■ Information provided:
--- Begin ---

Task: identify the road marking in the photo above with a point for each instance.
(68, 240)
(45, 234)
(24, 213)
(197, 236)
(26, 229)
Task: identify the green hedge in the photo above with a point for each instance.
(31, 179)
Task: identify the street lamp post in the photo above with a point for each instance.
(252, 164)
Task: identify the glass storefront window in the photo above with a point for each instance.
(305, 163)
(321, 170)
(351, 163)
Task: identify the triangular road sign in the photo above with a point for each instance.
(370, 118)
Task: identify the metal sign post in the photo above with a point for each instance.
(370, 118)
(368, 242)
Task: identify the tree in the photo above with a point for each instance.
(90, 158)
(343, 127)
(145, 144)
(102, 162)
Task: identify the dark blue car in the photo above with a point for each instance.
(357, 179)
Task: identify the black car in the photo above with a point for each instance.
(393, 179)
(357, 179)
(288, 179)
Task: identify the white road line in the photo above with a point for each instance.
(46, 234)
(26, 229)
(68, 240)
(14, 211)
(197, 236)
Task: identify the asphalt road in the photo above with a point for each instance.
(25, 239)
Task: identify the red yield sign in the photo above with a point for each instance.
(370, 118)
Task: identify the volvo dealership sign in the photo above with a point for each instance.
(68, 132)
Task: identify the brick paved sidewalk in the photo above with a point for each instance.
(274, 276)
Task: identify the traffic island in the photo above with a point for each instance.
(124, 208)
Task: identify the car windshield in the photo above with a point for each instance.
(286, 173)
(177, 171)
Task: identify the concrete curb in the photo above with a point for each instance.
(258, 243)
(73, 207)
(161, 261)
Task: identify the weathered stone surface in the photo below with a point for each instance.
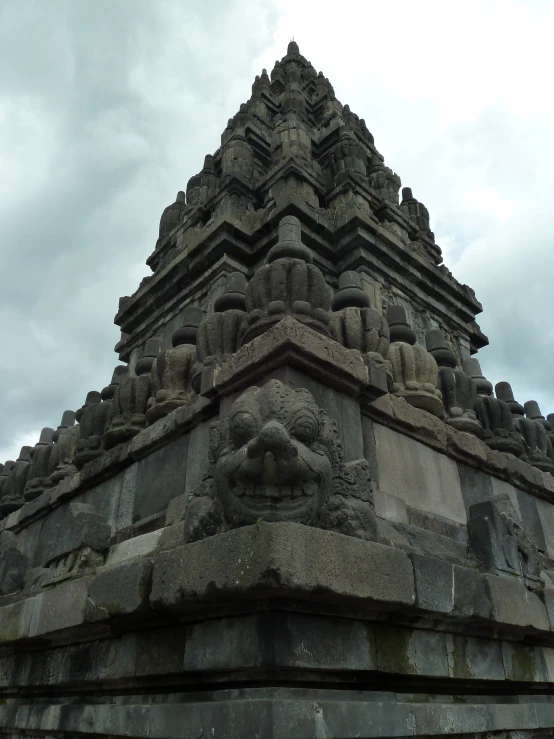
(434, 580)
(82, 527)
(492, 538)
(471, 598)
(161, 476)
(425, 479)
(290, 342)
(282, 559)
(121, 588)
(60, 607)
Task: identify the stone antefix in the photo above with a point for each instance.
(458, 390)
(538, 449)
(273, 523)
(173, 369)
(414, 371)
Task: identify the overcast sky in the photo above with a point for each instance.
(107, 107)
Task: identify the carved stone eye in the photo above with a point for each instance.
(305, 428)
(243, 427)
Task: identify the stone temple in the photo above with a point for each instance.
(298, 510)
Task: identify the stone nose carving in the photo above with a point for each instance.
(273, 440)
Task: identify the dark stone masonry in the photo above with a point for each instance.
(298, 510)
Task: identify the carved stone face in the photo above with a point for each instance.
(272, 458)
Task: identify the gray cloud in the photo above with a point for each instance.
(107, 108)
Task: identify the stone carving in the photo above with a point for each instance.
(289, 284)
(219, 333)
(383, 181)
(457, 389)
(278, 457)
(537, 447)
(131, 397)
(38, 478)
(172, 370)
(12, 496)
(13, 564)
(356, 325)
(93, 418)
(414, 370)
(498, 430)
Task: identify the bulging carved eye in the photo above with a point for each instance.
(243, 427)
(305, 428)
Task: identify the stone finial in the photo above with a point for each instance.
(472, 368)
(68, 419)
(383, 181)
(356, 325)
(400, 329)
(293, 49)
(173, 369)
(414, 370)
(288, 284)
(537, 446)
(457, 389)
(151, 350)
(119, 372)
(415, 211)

--- End ---

Please copy the lines above word for word, leaving out the pictures.

Task: identify the road marking in the photo above with a point for each instance.
(68, 240)
(45, 234)
(24, 213)
(197, 236)
(26, 229)
Task: identify the green hedge in the photo above with a point for each instance.
(31, 179)
Task: identify the street lamp post in the photo above with a point for each instance.
(252, 164)
Task: identify the glass storefront window in the photo above with a point for each instance.
(305, 163)
(321, 170)
(351, 163)
Task: identify the triangular road sign in the photo above with a point for each instance.
(370, 118)
Task: identify the metal sign post in the photo above with a point for each instance.
(370, 118)
(368, 242)
Task: identify the tree in the photo above with a point for each instance.
(90, 158)
(343, 127)
(145, 144)
(102, 162)
Task: identify the dark blue car in the photo above with a point for each instance.
(357, 179)
Task: identify the black car in the photo above with a point for each instance.
(393, 179)
(357, 179)
(288, 179)
Task: identify the white road line in the photo above with a point for each instance.
(46, 234)
(26, 229)
(68, 240)
(14, 211)
(197, 236)
Task: identify the asphalt road in the photo above with a point for each instance.
(25, 239)
Task: identify the red yield sign in the photo above with a point for each instance.
(370, 118)
Task: identify the volvo dealership sign in the photo above with a point for each instance.
(68, 132)
Task: identify the brick paved sidewalk in the photo above with a point for each instance.
(274, 276)
Task: identify the traffic island in the photo above with a point for each instance.
(124, 208)
Task: identify the car windshield in the photo above with a point for each instance.
(286, 173)
(177, 171)
Task: identify the concrete curb in the photo above with a point for each instance.
(258, 243)
(73, 207)
(161, 261)
Task: identify the weathered stone surface in the photo below with a point for each instance.
(434, 580)
(82, 527)
(492, 538)
(471, 598)
(161, 476)
(425, 479)
(290, 342)
(282, 559)
(121, 588)
(60, 607)
Task: identify the stone antefix in the photo above with a point for each instance.
(458, 390)
(538, 449)
(273, 523)
(173, 369)
(414, 371)
Task: identify the overcast sky in the photo above with a point for each instance.
(107, 107)
Task: identify the carved stone eye in the photo above with a point for each instance.
(305, 428)
(243, 427)
Task: identify the stone temple in the photo above with a point for each instance.
(298, 510)
Task: identify the stone nose carving in the photo above with a point for each instance.
(273, 440)
Task: identify the dark stone masonry in the photo above with a point for each instance.
(298, 510)
Task: identify the carved stone face in the photo above with a point for each instance.
(272, 458)
Task: identify the gray cloud in the photo above with a point for each instance.
(107, 108)
Task: identify the stone carving in the photo above with a point for each instance.
(289, 284)
(219, 333)
(383, 181)
(457, 389)
(278, 457)
(537, 447)
(131, 397)
(38, 478)
(172, 370)
(12, 496)
(13, 564)
(356, 325)
(93, 418)
(414, 370)
(498, 430)
Task: identify the bulging carved eye in the photo above with a point for each instance.
(243, 427)
(305, 428)
Task: identify the stone finial in the photo above with a point for each instance.
(472, 368)
(68, 419)
(383, 181)
(356, 325)
(400, 329)
(293, 49)
(173, 369)
(414, 370)
(288, 284)
(537, 446)
(457, 389)
(151, 350)
(119, 372)
(415, 211)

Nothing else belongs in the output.